## [Exercise goal]
Please rewrite the material below, putting "first line" wherever "header line" appears and changing nothing else.

━━━

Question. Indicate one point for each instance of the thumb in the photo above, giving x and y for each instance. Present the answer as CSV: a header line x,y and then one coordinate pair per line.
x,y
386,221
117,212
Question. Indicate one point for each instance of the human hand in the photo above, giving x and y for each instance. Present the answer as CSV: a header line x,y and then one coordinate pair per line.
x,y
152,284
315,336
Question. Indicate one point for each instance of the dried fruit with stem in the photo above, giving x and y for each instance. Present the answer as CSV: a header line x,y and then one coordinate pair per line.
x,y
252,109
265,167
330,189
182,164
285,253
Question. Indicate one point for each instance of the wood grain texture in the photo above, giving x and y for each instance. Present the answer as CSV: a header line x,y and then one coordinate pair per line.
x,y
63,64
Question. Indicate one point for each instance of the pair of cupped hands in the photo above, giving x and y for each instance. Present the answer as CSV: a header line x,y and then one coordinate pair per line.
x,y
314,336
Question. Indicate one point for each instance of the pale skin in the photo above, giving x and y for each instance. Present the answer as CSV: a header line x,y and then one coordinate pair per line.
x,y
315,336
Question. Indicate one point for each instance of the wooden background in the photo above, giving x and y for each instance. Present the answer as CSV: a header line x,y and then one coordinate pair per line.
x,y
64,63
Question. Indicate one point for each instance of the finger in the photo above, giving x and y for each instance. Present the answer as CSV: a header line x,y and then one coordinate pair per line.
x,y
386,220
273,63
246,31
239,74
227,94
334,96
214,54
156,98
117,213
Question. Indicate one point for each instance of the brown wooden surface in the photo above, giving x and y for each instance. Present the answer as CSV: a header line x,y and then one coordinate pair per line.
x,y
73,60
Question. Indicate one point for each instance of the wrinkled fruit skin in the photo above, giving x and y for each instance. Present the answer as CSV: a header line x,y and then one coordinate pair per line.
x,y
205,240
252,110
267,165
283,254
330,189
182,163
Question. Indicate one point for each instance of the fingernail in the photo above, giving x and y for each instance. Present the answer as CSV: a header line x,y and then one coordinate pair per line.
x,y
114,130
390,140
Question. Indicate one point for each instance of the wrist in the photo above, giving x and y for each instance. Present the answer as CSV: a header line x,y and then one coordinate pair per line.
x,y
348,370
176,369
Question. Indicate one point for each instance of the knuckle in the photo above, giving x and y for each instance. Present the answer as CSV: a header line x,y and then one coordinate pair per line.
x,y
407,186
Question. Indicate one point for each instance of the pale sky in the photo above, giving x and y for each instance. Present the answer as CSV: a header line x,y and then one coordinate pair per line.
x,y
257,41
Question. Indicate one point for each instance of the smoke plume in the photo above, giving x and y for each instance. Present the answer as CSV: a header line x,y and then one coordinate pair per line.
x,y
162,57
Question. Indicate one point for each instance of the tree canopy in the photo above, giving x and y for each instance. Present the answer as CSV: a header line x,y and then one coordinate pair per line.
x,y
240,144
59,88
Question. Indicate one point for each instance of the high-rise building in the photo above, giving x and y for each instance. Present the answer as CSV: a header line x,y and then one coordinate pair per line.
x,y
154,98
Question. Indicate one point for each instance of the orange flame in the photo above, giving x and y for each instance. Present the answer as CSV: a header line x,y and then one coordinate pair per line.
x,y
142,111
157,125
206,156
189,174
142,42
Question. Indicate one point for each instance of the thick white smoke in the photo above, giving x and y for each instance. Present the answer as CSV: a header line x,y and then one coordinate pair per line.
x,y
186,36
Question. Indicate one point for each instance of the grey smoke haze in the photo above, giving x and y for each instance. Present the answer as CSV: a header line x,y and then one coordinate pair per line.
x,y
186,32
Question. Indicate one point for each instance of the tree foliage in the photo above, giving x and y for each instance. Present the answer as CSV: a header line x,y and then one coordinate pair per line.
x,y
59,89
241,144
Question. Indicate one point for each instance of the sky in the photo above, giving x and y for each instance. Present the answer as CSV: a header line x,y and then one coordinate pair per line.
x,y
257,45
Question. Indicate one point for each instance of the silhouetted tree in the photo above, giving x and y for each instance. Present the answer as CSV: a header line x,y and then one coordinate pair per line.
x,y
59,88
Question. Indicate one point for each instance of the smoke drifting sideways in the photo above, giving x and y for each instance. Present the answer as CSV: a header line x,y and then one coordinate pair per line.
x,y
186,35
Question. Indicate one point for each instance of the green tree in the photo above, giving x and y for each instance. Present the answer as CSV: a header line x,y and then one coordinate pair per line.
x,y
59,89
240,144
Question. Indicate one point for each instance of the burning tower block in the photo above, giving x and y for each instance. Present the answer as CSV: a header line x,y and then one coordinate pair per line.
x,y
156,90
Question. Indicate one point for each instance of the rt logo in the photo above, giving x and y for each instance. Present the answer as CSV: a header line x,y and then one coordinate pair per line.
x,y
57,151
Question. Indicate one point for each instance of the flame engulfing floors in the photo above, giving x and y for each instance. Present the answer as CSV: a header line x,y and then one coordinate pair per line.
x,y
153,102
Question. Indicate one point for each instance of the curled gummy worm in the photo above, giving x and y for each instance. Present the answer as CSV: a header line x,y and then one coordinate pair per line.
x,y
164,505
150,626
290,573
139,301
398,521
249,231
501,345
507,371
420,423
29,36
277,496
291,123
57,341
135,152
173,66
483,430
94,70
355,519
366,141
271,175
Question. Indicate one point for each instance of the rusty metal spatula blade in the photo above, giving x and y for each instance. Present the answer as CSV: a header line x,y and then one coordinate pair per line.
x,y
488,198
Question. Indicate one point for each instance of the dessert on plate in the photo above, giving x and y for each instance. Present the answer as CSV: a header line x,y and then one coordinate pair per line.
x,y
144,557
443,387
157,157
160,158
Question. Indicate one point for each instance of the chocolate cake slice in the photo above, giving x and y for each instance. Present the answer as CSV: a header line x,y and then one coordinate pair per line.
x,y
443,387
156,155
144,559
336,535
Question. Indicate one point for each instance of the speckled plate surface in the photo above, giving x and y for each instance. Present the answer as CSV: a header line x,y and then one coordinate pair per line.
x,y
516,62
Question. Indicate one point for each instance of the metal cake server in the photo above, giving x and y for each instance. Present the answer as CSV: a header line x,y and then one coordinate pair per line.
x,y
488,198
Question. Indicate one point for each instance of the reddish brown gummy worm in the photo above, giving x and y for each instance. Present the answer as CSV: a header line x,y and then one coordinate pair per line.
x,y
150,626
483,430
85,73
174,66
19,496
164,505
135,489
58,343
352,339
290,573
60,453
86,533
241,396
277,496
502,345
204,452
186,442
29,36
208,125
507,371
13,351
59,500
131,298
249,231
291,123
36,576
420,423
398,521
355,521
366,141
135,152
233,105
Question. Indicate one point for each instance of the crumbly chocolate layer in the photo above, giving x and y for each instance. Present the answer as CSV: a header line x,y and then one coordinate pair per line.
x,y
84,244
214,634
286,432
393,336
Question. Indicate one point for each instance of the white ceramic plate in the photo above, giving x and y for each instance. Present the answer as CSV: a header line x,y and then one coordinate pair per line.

━━━

## [Task result]
Question. Indicate one point for each instance of the thumb in the photo above, giving x and y for each instance. Present the answer as CSV: a first line x,y and then one coordinate pair per line.
x,y
386,221
117,212
Question. Indicate one point for each instance of the human hand in the photo above, giving x and y for each instance. Present the answer as CSV: a first line x,y and then one coordinate pair per line.
x,y
152,284
315,336
Question. Indicate one point for each instance of the dried fruit with stem in the photo above, giving x and y for each instance. Present the answer as CSV: a first line x,y and then one coordinate pair per line.
x,y
252,109
265,167
330,189
182,164
285,253
Question. Indicate one point for each instance of the wood grain texture in the photo above, giving x and y for each instance. Present the answer as CSV: a first line x,y and then one coordinate pair per line.
x,y
63,64
Question. Indicate one point for each instance of the pair of cupped hands in the photo above, giving x and y for each instance. Present the answer as CSV: a first line x,y and then one coordinate pair per line.
x,y
314,336
Question. Indicate one point for each instance of the pale skin in the photo above, giving x and y for each instance. Present the answer as CSV: a first line x,y and then one coordinate pair per line.
x,y
315,336
Question. Indicate one point for each instance of the wooden background in the photo above, giving x and y for each instance. Present the answer as CSV: a first line x,y and then one coordinate pair per line.
x,y
64,63
Question. Indicate one point for each instance of the finger in the photo above, giving x and y for each instance. Present the answer as CSV: a first line x,y and then one coordinate pair per line.
x,y
386,220
273,63
246,31
239,74
227,94
334,96
214,54
156,98
117,213
Question. Indicate one point for each instance of the brown wooden surface in the photo above, giving x and y for each instance. Present the answer as CSV: a first line x,y and then one coordinate pair per line.
x,y
73,60
Question. Indicate one point for each instance of the wrinkled fruit skin in the photo above, giving x and y for each instance. Present the answer as CSV: a first line x,y and then one coordinate pair per line.
x,y
205,240
252,110
267,165
283,254
330,189
182,163
Question. Indicate one point for each instance of the fingernail in the photo above, giving x and y for each instance. Present the answer as CSV: a first line x,y and then one coordinate pair per line.
x,y
114,130
390,140
Question. Indicate one point for each instance of the wrist in the photo above, giving x and y for each instance. Present the answer as CSV: a first line x,y and then one coordinate pair per line.
x,y
348,370
176,369
Question. Indicate one point for each instance of the knuckle in the photo above, giving x and y for each instance. Present the answer as CSV: a first line x,y and then one coordinate pair per line.
x,y
407,186
Question. Indicate one point for each instance of the pale sky in the photo above, giving x and y for each instance. Present the answer as CSV: a first line x,y and then one coordinate pair per line.
x,y
257,41
Question. Indicate one point for each instance of the smoke plume in the photo above, giving x and y for each instance. Present the answer as CSV: a first line x,y and then one coordinate pair per line.
x,y
162,57
Question. Indicate one point for each instance of the tree canopy in the photo above, giving x and y for each instance. Present the answer as CSV: a first line x,y and then one coordinate pair per line.
x,y
240,144
59,88
Question. Indicate one point for each instance of the high-rise building in the photo above, giving x and y for each instance. Present the answer as CSV: a first line x,y and then one coordinate pair per line.
x,y
154,98
Question. Indicate one point for each instance of the orange flame in the photo above, giving x and y for each instance. Present the answer as CSV: a first line x,y and then one coordinate pair per line.
x,y
142,111
157,125
206,156
189,174
142,42
Question. Indicate one point for each instance of the thick white smoke in the photo above, giving x and y for each instance. Present the answer as CSV: a first line x,y and then one coordinate pair per line.
x,y
186,36
Question. Indicate one point for each instance of the grey smoke haze in the photo above, giving x and y for each instance. Present the answer as CSV: a first line x,y and then one coordinate pair per line.
x,y
186,32
Question. Indicate one point for each instance of the tree foliage in the photo above, giving x and y for each instance. Present the answer as CSV: a first line x,y and then one coordinate pair per line.
x,y
59,89
241,144
Question. Indicate one point for each instance of the sky in the photo above, giving x and y for each instance. Present the answer as CSV: a first line x,y and then one coordinate pair per line.
x,y
257,45
Question. Indicate one point for each instance of the silhouetted tree in the photo above, giving x and y for each instance. Present the answer as CSV: a first line x,y and then one coordinate pair per line.
x,y
59,88
Question. Indicate one point for each instance of the smoke drifting sideways in the photo above, giving x and y for each instance. Present the answer as CSV: a first line x,y and then one coordinate pair per line.
x,y
186,35
Question. Indicate one point for each instance of the green tree in the photo above, giving x and y for each instance. Present the answer as CSV: a first line x,y and then one coordinate pair per line.
x,y
59,89
240,144
Question. Indicate one point for each instance of the burning tower block in the photo above, giving x and y for each instance. Present the answer as CSV: a first line x,y and then one coordinate pair per line.
x,y
156,90
Question. Indicate one point for each instance of the rt logo in the photo above, giving x and y for each instance. Present the answer as CSV: a first line x,y and then one coordinate pair per line.
x,y
57,151
Question. Indicate one point for each instance of the flame engulfing floors in the photo above, giving x and y for each instance. Present the answer as CSV: a first line x,y and then one coordinate pair per line.
x,y
153,102
Question. Indicate one point for each instance of the curled gummy worm in the photo above, giving x and y for each instance. Present the answer as CSV: a first line x,y and then one coordinate pair per line.
x,y
164,505
150,626
290,573
139,301
398,521
249,231
501,345
507,371
420,423
29,36
277,496
291,123
57,341
135,152
173,66
483,430
94,70
355,519
366,141
271,175
Question. Indicate one point for each instance of the rusty metal spatula blade in the photo above, giving x and y for each instance. Present the answer as CSV: a first line x,y and then one coordinate pair per line.
x,y
488,198
Question. Indicate one point for each instance of the dessert on plate in the photo above, giving x and y for each instance. Present the answer as CSV: a first line x,y and then one coordinate pair per line.
x,y
144,557
443,387
157,157
160,158
Question. Indicate one point for each instance of the chocolate cake slice in the photo above, giving x and y for each instance. Present the answer as CSV: a first line x,y and then one coordinate pair per line.
x,y
443,387
156,155
144,559
336,535
Question. Indicate one point for each instance of the speckled plate surface in the photo above, giving x and y for each instance. Present the answer as CSV: a first line x,y and then one coordinate pair per line.
x,y
516,62
Question. Indicate one point for each instance of the metal cake server in the photo above, giving x and y for each instance. Present the answer as CSV: a first line x,y and then one coordinate pair per line.
x,y
488,198
Question. Indicate one point for each instance of the reddish brown gummy worm in the photo above, giving x and y for each instance. Present the answer as CSV: a first line x,y and then one coordinate pair per line.
x,y
150,626
483,430
85,73
174,66
19,496
164,505
135,489
58,343
352,339
290,573
60,453
86,533
241,396
277,496
502,345
204,452
186,442
29,36
208,125
507,371
13,351
59,500
131,298
249,231
291,123
36,576
420,423
398,521
355,521
366,141
135,152
233,105
Question. Indicate one point for each instance of the crumbly chocolate layer in the photo above, giving x and y for each instance. Present the answer as CSV: a first line x,y and then one coordinate pair per line.
x,y
84,244
214,634
286,432
393,336
Question. Indicate one point for each instance of the white ceramic plate in the photo above, giving x and y for each instance. Present the answer as CSV: a first line x,y and then one coordinate pair per line.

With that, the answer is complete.